• **AVAILABLE RECORDS**:
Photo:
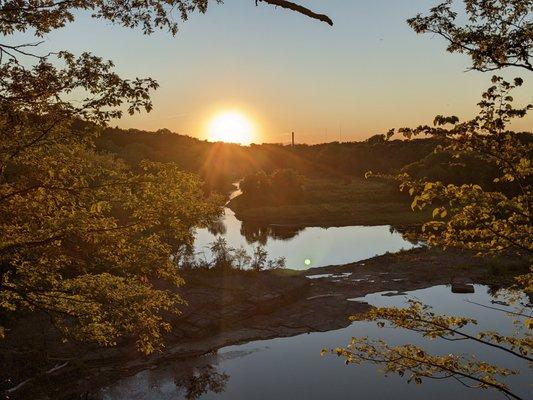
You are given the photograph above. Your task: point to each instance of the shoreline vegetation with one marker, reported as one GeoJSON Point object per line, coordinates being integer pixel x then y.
{"type": "Point", "coordinates": [246, 305]}
{"type": "Point", "coordinates": [330, 203]}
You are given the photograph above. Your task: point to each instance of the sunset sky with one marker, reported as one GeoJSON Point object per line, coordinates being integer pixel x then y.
{"type": "Point", "coordinates": [366, 74]}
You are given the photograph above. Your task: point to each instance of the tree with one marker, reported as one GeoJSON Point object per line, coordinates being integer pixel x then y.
{"type": "Point", "coordinates": [469, 216]}
{"type": "Point", "coordinates": [85, 238]}
{"type": "Point", "coordinates": [497, 33]}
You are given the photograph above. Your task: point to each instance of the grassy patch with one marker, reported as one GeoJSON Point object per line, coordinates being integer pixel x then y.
{"type": "Point", "coordinates": [336, 203]}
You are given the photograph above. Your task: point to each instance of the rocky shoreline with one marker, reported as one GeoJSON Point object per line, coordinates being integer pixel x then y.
{"type": "Point", "coordinates": [240, 306]}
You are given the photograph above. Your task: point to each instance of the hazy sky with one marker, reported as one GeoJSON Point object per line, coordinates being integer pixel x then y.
{"type": "Point", "coordinates": [366, 74]}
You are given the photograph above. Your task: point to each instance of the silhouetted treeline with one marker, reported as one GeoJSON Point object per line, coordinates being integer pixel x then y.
{"type": "Point", "coordinates": [222, 163]}
{"type": "Point", "coordinates": [219, 164]}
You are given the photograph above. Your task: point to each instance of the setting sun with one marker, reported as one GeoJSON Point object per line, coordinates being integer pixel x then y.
{"type": "Point", "coordinates": [230, 126]}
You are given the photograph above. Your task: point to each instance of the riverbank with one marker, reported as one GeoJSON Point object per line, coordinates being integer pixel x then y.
{"type": "Point", "coordinates": [232, 307]}
{"type": "Point", "coordinates": [328, 203]}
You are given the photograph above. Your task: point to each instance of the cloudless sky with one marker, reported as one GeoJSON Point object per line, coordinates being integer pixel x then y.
{"type": "Point", "coordinates": [366, 74]}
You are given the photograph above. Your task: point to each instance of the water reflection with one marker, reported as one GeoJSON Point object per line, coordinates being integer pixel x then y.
{"type": "Point", "coordinates": [189, 379]}
{"type": "Point", "coordinates": [259, 234]}
{"type": "Point", "coordinates": [292, 368]}
{"type": "Point", "coordinates": [303, 248]}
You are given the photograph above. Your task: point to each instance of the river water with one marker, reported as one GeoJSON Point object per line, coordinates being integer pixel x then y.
{"type": "Point", "coordinates": [303, 248]}
{"type": "Point", "coordinates": [292, 368]}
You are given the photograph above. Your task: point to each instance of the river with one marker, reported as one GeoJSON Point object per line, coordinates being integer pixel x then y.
{"type": "Point", "coordinates": [304, 248]}
{"type": "Point", "coordinates": [292, 368]}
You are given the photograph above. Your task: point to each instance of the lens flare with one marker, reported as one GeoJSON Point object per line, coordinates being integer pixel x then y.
{"type": "Point", "coordinates": [231, 126]}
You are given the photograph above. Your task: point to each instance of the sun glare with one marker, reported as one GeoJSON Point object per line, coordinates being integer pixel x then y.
{"type": "Point", "coordinates": [231, 126]}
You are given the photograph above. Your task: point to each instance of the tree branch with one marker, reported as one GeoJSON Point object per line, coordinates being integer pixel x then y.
{"type": "Point", "coordinates": [300, 9]}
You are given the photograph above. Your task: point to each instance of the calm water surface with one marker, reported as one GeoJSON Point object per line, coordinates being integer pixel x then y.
{"type": "Point", "coordinates": [321, 246]}
{"type": "Point", "coordinates": [291, 368]}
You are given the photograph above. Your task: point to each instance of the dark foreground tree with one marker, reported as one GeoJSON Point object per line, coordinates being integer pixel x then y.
{"type": "Point", "coordinates": [84, 238]}
{"type": "Point", "coordinates": [467, 216]}
{"type": "Point", "coordinates": [497, 34]}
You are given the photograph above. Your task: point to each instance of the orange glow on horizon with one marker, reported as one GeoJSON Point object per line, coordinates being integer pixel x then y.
{"type": "Point", "coordinates": [231, 126]}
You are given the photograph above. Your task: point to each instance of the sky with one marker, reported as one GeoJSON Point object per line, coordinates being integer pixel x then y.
{"type": "Point", "coordinates": [368, 73]}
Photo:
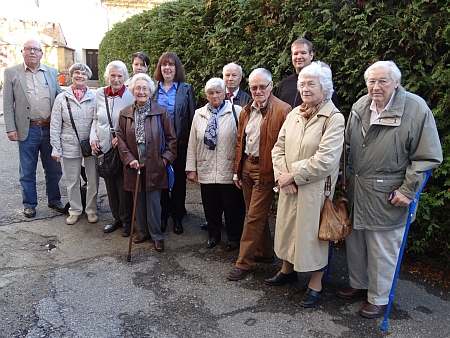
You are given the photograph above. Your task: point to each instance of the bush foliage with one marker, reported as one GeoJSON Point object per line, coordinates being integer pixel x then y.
{"type": "Point", "coordinates": [349, 35]}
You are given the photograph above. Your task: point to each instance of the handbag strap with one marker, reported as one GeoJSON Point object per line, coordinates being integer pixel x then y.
{"type": "Point", "coordinates": [163, 146]}
{"type": "Point", "coordinates": [327, 190]}
{"type": "Point", "coordinates": [111, 128]}
{"type": "Point", "coordinates": [234, 114]}
{"type": "Point", "coordinates": [71, 119]}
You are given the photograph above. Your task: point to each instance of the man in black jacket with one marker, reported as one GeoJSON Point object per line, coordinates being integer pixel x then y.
{"type": "Point", "coordinates": [302, 56]}
{"type": "Point", "coordinates": [232, 75]}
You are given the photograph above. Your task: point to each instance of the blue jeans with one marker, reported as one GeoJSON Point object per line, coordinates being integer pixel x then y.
{"type": "Point", "coordinates": [38, 140]}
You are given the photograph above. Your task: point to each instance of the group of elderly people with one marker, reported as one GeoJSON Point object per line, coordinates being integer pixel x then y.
{"type": "Point", "coordinates": [241, 152]}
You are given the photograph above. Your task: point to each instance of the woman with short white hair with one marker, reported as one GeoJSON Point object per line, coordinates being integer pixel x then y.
{"type": "Point", "coordinates": [75, 107]}
{"type": "Point", "coordinates": [210, 161]}
{"type": "Point", "coordinates": [112, 99]}
{"type": "Point", "coordinates": [146, 136]}
{"type": "Point", "coordinates": [308, 149]}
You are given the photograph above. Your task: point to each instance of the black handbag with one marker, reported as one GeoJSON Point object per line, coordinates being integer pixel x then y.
{"type": "Point", "coordinates": [85, 146]}
{"type": "Point", "coordinates": [108, 164]}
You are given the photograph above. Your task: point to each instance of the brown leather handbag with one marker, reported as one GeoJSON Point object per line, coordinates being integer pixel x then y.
{"type": "Point", "coordinates": [334, 222]}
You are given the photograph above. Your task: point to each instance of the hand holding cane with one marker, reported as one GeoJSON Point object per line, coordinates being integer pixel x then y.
{"type": "Point", "coordinates": [136, 191]}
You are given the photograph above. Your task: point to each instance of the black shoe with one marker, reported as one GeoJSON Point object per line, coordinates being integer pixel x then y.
{"type": "Point", "coordinates": [163, 225]}
{"type": "Point", "coordinates": [177, 227]}
{"type": "Point", "coordinates": [59, 207]}
{"type": "Point", "coordinates": [233, 245]}
{"type": "Point", "coordinates": [281, 279]}
{"type": "Point", "coordinates": [126, 230]}
{"type": "Point", "coordinates": [310, 298]}
{"type": "Point", "coordinates": [29, 212]}
{"type": "Point", "coordinates": [264, 259]}
{"type": "Point", "coordinates": [210, 243]}
{"type": "Point", "coordinates": [116, 224]}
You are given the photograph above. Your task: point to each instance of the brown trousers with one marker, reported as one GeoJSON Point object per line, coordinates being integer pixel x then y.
{"type": "Point", "coordinates": [256, 239]}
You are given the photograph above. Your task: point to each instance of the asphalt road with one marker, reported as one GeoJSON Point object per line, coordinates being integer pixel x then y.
{"type": "Point", "coordinates": [74, 281]}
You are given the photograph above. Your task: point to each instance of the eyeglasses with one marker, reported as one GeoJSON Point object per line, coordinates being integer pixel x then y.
{"type": "Point", "coordinates": [32, 49]}
{"type": "Point", "coordinates": [142, 89]}
{"type": "Point", "coordinates": [80, 73]}
{"type": "Point", "coordinates": [261, 88]}
{"type": "Point", "coordinates": [381, 82]}
{"type": "Point", "coordinates": [310, 85]}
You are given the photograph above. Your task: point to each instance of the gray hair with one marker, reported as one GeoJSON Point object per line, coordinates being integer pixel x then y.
{"type": "Point", "coordinates": [260, 71]}
{"type": "Point", "coordinates": [82, 67]}
{"type": "Point", "coordinates": [323, 72]}
{"type": "Point", "coordinates": [396, 75]}
{"type": "Point", "coordinates": [214, 83]}
{"type": "Point", "coordinates": [142, 76]}
{"type": "Point", "coordinates": [116, 65]}
{"type": "Point", "coordinates": [302, 41]}
{"type": "Point", "coordinates": [232, 64]}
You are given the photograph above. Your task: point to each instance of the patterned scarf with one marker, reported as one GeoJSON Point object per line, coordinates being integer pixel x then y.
{"type": "Point", "coordinates": [79, 93]}
{"type": "Point", "coordinates": [309, 112]}
{"type": "Point", "coordinates": [140, 123]}
{"type": "Point", "coordinates": [211, 131]}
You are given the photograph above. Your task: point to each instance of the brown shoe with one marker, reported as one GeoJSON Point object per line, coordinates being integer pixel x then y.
{"type": "Point", "coordinates": [350, 293]}
{"type": "Point", "coordinates": [237, 273]}
{"type": "Point", "coordinates": [159, 245]}
{"type": "Point", "coordinates": [372, 311]}
{"type": "Point", "coordinates": [141, 239]}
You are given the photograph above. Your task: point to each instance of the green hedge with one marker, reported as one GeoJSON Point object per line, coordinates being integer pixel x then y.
{"type": "Point", "coordinates": [350, 35]}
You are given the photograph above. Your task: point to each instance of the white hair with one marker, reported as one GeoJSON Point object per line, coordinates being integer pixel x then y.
{"type": "Point", "coordinates": [396, 75]}
{"type": "Point", "coordinates": [213, 83]}
{"type": "Point", "coordinates": [115, 65]}
{"type": "Point", "coordinates": [263, 71]}
{"type": "Point", "coordinates": [323, 72]}
{"type": "Point", "coordinates": [232, 64]}
{"type": "Point", "coordinates": [142, 76]}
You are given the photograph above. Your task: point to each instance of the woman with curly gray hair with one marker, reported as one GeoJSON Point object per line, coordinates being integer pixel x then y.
{"type": "Point", "coordinates": [75, 107]}
{"type": "Point", "coordinates": [111, 100]}
{"type": "Point", "coordinates": [308, 149]}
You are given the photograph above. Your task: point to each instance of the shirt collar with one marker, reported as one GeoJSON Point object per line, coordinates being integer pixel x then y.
{"type": "Point", "coordinates": [373, 105]}
{"type": "Point", "coordinates": [174, 85]}
{"type": "Point", "coordinates": [261, 106]}
{"type": "Point", "coordinates": [41, 67]}
{"type": "Point", "coordinates": [234, 93]}
{"type": "Point", "coordinates": [120, 92]}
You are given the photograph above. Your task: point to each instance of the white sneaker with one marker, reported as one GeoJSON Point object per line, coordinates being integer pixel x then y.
{"type": "Point", "coordinates": [92, 218]}
{"type": "Point", "coordinates": [72, 219]}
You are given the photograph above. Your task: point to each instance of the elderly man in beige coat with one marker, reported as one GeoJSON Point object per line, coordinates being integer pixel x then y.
{"type": "Point", "coordinates": [210, 160]}
{"type": "Point", "coordinates": [29, 90]}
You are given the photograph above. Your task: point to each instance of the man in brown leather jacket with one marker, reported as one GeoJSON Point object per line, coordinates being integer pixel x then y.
{"type": "Point", "coordinates": [259, 124]}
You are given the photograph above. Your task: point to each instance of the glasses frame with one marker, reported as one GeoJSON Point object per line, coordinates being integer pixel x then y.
{"type": "Point", "coordinates": [260, 87]}
{"type": "Point", "coordinates": [32, 49]}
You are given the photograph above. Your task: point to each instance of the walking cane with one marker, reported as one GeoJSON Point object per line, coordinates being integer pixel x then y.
{"type": "Point", "coordinates": [136, 191]}
{"type": "Point", "coordinates": [412, 207]}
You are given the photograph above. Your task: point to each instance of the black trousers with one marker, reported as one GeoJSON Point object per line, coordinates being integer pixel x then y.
{"type": "Point", "coordinates": [120, 201]}
{"type": "Point", "coordinates": [173, 202]}
{"type": "Point", "coordinates": [226, 199]}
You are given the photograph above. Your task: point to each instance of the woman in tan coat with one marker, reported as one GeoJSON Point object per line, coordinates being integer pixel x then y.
{"type": "Point", "coordinates": [308, 149]}
{"type": "Point", "coordinates": [210, 160]}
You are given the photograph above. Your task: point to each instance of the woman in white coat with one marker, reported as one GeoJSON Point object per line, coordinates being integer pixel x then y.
{"type": "Point", "coordinates": [308, 149]}
{"type": "Point", "coordinates": [66, 145]}
{"type": "Point", "coordinates": [210, 160]}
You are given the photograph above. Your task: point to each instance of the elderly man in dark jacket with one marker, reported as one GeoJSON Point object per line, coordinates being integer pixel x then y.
{"type": "Point", "coordinates": [392, 140]}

• **PROBLEM DESCRIPTION**:
From the line holding "the black trousers" to the last line of the entries above, restate each line exactly; include both ends and omit everything else.

• **SOLUTION TO THE PROBLEM**:
You are given the photograph above. Your task: point to each instance of the black trousers with one marker, reported as one GeoJSON Point object per line, coordinates being integer pixel x then y.
{"type": "Point", "coordinates": [120, 201]}
{"type": "Point", "coordinates": [173, 202]}
{"type": "Point", "coordinates": [226, 199]}
You are given the photograph above. Your task: point to each instance of the woman in tan coat with one marker, reported as one GeoJSON Point object per line, coordinates being integer pixel x then y.
{"type": "Point", "coordinates": [308, 149]}
{"type": "Point", "coordinates": [210, 160]}
You are given the photograph above. Your task: point to each instance of the woman in white coat with one marker, reported as one GeoJSON Point object per line, coordinates being integer pixel x then y.
{"type": "Point", "coordinates": [308, 149]}
{"type": "Point", "coordinates": [66, 145]}
{"type": "Point", "coordinates": [210, 160]}
You are given the photograph above. Your task: point to each instance of the elderly man in dark jacket with one marker, reported as one GeoJSON Point object per line, coordinates being integer pixel x then y.
{"type": "Point", "coordinates": [392, 140]}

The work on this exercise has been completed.